Print out the full listing below, word for word.

=== Section Start ===

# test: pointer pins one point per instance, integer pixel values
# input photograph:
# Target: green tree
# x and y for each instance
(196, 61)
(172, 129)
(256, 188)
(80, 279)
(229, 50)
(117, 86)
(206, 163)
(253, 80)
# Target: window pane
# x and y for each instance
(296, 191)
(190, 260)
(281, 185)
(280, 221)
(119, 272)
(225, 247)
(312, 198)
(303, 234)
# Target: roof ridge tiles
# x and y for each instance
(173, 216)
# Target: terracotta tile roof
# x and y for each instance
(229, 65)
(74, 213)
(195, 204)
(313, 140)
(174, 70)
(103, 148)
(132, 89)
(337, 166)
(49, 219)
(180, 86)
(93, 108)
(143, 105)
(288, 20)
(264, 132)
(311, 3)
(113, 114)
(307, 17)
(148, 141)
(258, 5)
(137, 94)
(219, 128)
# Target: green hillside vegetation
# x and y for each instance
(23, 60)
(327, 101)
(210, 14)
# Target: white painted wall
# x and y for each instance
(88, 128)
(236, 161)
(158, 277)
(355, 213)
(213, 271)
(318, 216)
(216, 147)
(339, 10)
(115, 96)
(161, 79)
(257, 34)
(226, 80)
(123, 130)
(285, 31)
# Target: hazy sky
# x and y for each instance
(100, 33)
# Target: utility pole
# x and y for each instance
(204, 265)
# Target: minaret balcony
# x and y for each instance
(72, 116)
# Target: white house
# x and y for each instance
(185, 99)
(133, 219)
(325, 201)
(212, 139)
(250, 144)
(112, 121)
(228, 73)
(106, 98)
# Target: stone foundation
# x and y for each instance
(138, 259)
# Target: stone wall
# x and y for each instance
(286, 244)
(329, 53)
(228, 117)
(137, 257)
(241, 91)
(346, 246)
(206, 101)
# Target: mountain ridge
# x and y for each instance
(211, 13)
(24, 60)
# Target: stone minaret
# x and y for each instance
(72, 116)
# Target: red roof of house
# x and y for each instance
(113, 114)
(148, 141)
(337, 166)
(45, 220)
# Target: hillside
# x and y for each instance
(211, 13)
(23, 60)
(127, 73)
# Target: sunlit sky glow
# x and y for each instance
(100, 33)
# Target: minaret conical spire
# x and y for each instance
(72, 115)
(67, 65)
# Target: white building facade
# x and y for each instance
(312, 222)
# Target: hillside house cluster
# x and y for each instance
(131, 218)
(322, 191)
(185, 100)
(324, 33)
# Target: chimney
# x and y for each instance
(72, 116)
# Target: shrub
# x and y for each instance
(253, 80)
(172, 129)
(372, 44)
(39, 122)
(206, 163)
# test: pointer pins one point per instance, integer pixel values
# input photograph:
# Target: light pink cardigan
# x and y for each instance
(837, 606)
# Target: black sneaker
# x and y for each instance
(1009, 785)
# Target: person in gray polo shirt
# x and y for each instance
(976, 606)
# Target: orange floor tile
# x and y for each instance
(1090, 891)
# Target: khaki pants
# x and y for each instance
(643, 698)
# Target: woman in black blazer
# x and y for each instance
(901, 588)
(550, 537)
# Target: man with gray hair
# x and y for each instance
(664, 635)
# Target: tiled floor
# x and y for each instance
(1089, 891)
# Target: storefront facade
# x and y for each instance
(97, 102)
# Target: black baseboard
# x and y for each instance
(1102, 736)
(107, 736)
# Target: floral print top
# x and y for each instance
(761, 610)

=== Section End ===

TASK RESPONSE:
# test: pointer pins one point per instance, integer pixel values
# input photograph:
# Target: green tree
# x and y for each instance
(196, 61)
(172, 129)
(256, 188)
(80, 279)
(229, 50)
(117, 86)
(206, 163)
(253, 80)
# Target: window pane
# x and y for each instance
(296, 191)
(190, 260)
(281, 185)
(280, 221)
(119, 272)
(225, 247)
(312, 198)
(303, 234)
# Target: roof ridge tiles
# x and y for each instance
(173, 216)
# Target: terracotta tile roof
# x and y for each instance
(229, 65)
(74, 213)
(195, 204)
(313, 140)
(174, 70)
(103, 148)
(132, 89)
(337, 166)
(49, 219)
(180, 86)
(93, 108)
(143, 105)
(288, 20)
(264, 132)
(311, 3)
(113, 114)
(307, 17)
(148, 141)
(258, 5)
(137, 94)
(219, 128)
# Target: green hillside vegetation
# x and y for each instance
(23, 60)
(327, 101)
(210, 14)
# Target: white painted wall
# x and y for each instance
(88, 128)
(236, 161)
(158, 277)
(355, 213)
(213, 271)
(318, 216)
(216, 147)
(339, 10)
(115, 96)
(161, 79)
(257, 34)
(226, 80)
(123, 130)
(285, 31)
# Target: hazy sky
# x and y for each instance
(100, 33)
# Target: utility pole
# x and y for each instance
(204, 265)
# Target: minaret balcony
# x and y for each instance
(72, 116)
# Target: white house
# x and y for each instance
(185, 99)
(133, 219)
(325, 201)
(212, 139)
(250, 144)
(112, 121)
(228, 73)
(106, 98)
# Target: stone foundation
# x and y for each instance
(138, 259)
# Target: stone wall
# x and y for each instance
(286, 244)
(329, 53)
(228, 117)
(137, 257)
(241, 91)
(346, 246)
(206, 101)
# Target: mountain ridge
# x and y for each instance
(211, 13)
(24, 60)
# Target: stone minaret
# x and y for each instance
(72, 116)
# Target: red roof of house
# x and y for each instance
(113, 114)
(148, 141)
(337, 166)
(45, 220)
# Target: hillside
# x and y for each instance
(211, 13)
(23, 60)
(127, 73)
# Target: sunlit sky glow
# x and y for each instance
(100, 33)
# Target: minaret conical spire
# x and y for each instance
(72, 115)
(67, 65)
# Target: white building facade
# x and y for each instance
(312, 222)
# Target: hillside house cluster
# x and y for each instance
(131, 218)
(322, 191)
(185, 100)
(324, 33)
# Target: chimney
# x and y for each instance
(72, 116)
# Target: shrub
# x and y for each instance
(253, 80)
(172, 129)
(372, 44)
(39, 122)
(206, 163)
# test: pointer pins one point per instance, integer pixel values
# input photograph:
# Target: light pink cardigan
# x and y for each instance
(837, 606)
# Target: black sneaker
# x and y for each instance
(1009, 785)
# Target: person in gray polo shirt
# x and y for each instance
(976, 606)
# Target: orange floor tile
# x and y for each instance
(1090, 891)
# Target: khaki pants
# x and y for each instance
(643, 698)
# Target: woman in black blazer
# x and y for each instance
(901, 588)
(550, 537)
# Target: man with gray hair
# x and y for each instance
(664, 635)
# Target: tiled floor
# x and y for each instance
(1089, 891)
# Target: storefront facade
# x and y for each instance
(97, 102)
# Target: black baseboard
# x and y for each instance
(1102, 736)
(107, 736)
# Target: floral print top
# x and y for each instance
(761, 610)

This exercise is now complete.